AIM OF THE TASK:
Give the listing again exactly, omitting its images.

-- start of EXTRACTED ENTRIES --

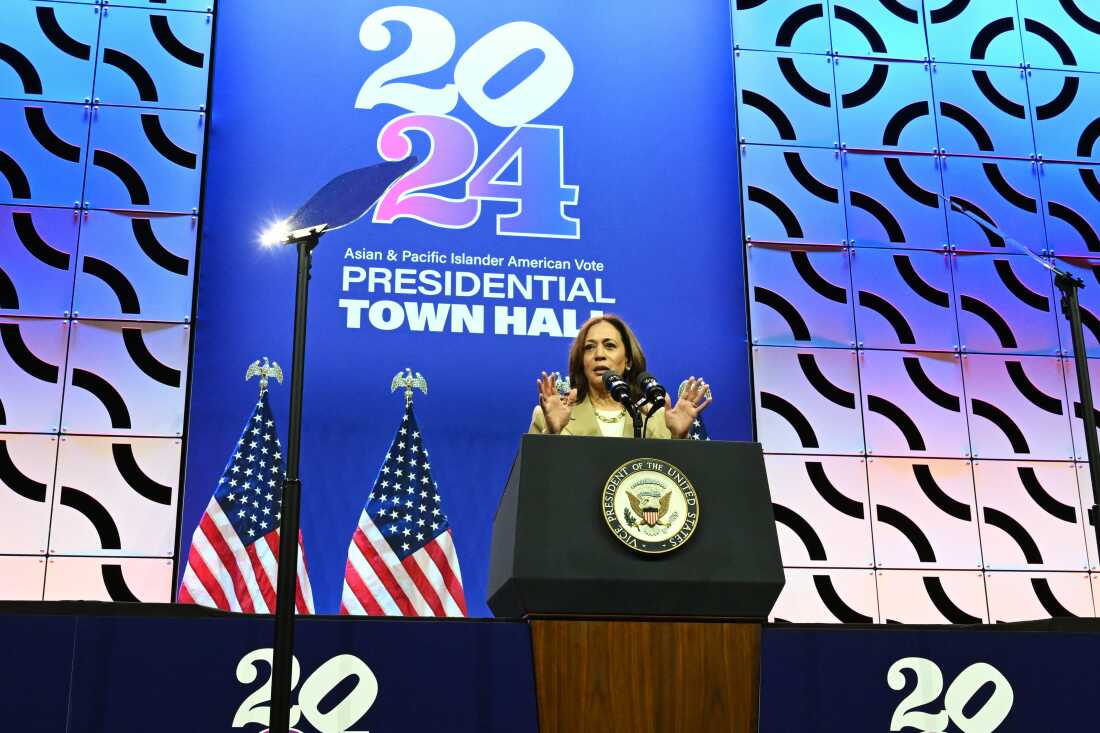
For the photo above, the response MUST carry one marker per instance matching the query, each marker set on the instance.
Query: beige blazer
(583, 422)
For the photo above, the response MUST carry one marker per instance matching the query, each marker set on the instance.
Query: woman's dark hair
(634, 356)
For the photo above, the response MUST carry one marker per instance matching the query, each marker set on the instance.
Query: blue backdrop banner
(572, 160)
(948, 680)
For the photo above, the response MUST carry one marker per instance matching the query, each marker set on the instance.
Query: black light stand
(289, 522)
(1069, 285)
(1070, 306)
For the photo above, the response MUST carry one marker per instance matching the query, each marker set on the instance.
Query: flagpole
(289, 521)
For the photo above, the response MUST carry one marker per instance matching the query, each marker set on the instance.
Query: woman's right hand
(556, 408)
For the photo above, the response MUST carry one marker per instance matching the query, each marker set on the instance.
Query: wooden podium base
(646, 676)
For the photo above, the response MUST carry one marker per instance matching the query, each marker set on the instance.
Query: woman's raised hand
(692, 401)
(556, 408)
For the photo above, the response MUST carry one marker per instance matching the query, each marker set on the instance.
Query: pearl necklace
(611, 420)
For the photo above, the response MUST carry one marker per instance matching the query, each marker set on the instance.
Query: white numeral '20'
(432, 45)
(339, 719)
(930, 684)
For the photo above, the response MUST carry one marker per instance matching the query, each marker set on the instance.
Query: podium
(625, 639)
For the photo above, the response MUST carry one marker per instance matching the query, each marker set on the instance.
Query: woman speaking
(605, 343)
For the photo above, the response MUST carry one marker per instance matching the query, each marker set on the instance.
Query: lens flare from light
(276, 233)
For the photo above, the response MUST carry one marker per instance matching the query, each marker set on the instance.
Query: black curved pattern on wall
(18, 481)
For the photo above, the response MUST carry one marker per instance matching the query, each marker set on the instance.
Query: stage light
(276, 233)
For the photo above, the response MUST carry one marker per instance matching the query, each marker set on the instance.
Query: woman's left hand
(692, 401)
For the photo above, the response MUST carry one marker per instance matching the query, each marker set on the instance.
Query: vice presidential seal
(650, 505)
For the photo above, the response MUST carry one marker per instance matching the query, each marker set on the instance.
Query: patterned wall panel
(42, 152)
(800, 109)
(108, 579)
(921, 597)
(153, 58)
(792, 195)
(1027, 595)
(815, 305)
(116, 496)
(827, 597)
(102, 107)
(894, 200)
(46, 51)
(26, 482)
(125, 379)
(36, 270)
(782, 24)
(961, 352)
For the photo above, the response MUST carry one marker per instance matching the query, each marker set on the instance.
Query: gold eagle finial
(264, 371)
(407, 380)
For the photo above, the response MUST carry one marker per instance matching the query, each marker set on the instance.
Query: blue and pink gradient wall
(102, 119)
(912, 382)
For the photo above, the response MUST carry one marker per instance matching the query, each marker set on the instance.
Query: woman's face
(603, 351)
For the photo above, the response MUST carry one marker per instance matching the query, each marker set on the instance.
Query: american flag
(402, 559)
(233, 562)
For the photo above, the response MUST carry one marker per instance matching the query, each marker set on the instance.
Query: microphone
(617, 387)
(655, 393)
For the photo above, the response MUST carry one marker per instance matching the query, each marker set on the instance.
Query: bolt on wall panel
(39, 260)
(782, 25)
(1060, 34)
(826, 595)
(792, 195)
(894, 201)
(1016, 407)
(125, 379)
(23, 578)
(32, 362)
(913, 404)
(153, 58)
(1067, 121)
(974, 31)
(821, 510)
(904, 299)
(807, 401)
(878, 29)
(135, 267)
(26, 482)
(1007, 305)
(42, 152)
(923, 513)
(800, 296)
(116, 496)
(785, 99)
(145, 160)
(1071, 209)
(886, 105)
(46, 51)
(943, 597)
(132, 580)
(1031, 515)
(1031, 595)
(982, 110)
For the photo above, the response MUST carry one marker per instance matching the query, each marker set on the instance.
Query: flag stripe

-- end of EXTRACTED ENTRIES --

EXERCISE RESPONSE:
For the photo above, the response MUST carry one marker per instance matching the query, each marker set on the instance.
Query: beige blazer
(583, 422)
For the photo above, the response MUST carry one marker per instance matching the query, each marker set on the instance.
Query: woman's dark hair
(634, 356)
For the photo above, the response MUST carry one marker per instance matching the query, each marker set on the instance.
Query: blue backdrop banner
(572, 160)
(948, 680)
For the photo above, the response MUST carry one marker per instance matching the query, each marker set on the instance.
Query: black light stand
(289, 522)
(1069, 285)
(1070, 306)
For the photo above, the response MUST carry one marker per instance matching the query, each marker set on the instance.
Query: flagpole
(289, 521)
For the photo above, the response MUST carry one marker per instance matching the query, each marker set on the instance.
Query: woman's right hand
(556, 408)
For the photo above, the response MUST carry one marker per instance matching the query, each marker set on the instance.
Query: wooden podium base
(646, 676)
For the photo above, the response MUST carry one marker per instance matching the query, each marker set on the instance.
Query: woman's raised hand
(692, 401)
(556, 408)
For the photo above, the response MUST carry one marker per instance matching the query, each marker set on the instance.
Query: pearl necklace
(611, 420)
For the photo above, the response MUST carry one marker per instance matching the query, each marker set on the instance.
Query: white numeral '20'
(432, 45)
(339, 719)
(930, 684)
For the photo above, the response MUST carry one marker per instance matching the query, each marker set on the instance.
Query: podium
(625, 639)
For the photo above, the response MUST carry one marker per instance matching the query, each marker set on the instance.
Query: woman speaking
(605, 343)
For the photo above, the response MUST carry one marker per instance matching the query, each marker set on the instance.
Query: lens flare from light
(276, 233)
For the photo above, the response MUST carry one marker per instance matching the query, each marker set on the instance.
Query: black curved pattern on wall
(18, 481)
For the photo above, the response MUST carry one marker per instance matching the query, each marker set on the instance.
Query: stage light
(276, 233)
For the photo above, the response MUST carry one marker per instance matching the query, each marker set on the instance.
Query: woman's left hand
(692, 401)
For the photo above, the response MUST carry one marker per instance matching the query, each marker set on the instance.
Query: vice presidential seal
(650, 505)
For the photo above, the response MUST carry one marker per instance matching the query, each marker set on the instance.
Query: patterned wall panel
(42, 152)
(800, 109)
(108, 579)
(921, 597)
(153, 58)
(792, 195)
(1027, 595)
(815, 305)
(116, 496)
(827, 597)
(102, 107)
(894, 200)
(46, 51)
(26, 482)
(125, 379)
(36, 270)
(782, 24)
(961, 352)
For the photo above, the response MUST carry one marker per instance matching the query, each marker set on the instance.
Query: gold eagle finial
(264, 371)
(407, 380)
For the photo above, the response MUST carry one marker per instance matching the query, each marker set on the instance.
Query: blue and pink gradient wall
(102, 119)
(912, 382)
For the photo above, the response MUST carry one marker per instance matching the query, each marker set on the instance.
Query: woman's face
(603, 351)
For the photo above, the response MUST carry one marker per instance matching the query, each marker set on the instance.
Query: american flag
(402, 559)
(233, 562)
For the photo above, the response MUST carry one marker per instance matching the query, each marker set on the instance.
Query: microphone
(617, 387)
(655, 393)
For the photo above, the response MUST carry one marker per instance matching the query, each marker set on the instance.
Query: bolt on wall panel
(39, 260)
(782, 25)
(1060, 34)
(826, 595)
(792, 195)
(894, 201)
(1016, 407)
(125, 379)
(23, 578)
(32, 362)
(913, 404)
(153, 58)
(1067, 121)
(974, 31)
(821, 510)
(904, 299)
(807, 401)
(878, 29)
(135, 267)
(26, 482)
(1007, 305)
(42, 152)
(923, 513)
(800, 296)
(116, 496)
(785, 99)
(145, 160)
(1071, 209)
(886, 105)
(46, 51)
(943, 597)
(132, 580)
(1031, 515)
(1031, 595)
(982, 110)
For the photo above, the response MUST carry one marker per instance matching the query, each marker set on the instance.
Query: flag stripe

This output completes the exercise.